## TASK GOAL
Show every line from the data below that includes "leaf".

[Referring expression pointing data]
● ● ●

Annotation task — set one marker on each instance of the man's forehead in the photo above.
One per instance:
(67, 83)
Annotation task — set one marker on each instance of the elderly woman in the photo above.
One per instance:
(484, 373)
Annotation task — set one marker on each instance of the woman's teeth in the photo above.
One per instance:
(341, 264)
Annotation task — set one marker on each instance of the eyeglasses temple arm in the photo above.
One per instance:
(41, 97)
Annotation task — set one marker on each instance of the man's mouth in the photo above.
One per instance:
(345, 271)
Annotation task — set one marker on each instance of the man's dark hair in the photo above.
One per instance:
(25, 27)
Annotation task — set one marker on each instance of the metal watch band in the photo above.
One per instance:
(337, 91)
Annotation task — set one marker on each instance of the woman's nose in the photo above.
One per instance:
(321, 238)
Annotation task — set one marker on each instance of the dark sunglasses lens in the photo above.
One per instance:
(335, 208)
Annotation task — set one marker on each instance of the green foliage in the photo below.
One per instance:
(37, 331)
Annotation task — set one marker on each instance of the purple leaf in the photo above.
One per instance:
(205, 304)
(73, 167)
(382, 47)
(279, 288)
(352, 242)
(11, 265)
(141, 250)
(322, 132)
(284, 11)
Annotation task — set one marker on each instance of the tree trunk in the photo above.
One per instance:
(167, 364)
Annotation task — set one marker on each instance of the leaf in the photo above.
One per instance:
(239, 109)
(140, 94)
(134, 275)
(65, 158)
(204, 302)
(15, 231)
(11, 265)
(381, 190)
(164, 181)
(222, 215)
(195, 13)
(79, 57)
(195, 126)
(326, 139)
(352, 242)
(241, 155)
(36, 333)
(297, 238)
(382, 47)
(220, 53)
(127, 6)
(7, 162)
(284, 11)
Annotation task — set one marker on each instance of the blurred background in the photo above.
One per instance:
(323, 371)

● ● ●

## YOUR SOLUTION
Annotation task — set one marker on each instance of the purple leaf in the photo above.
Annotation task — set one marker on each instance of the leaf in the photo above.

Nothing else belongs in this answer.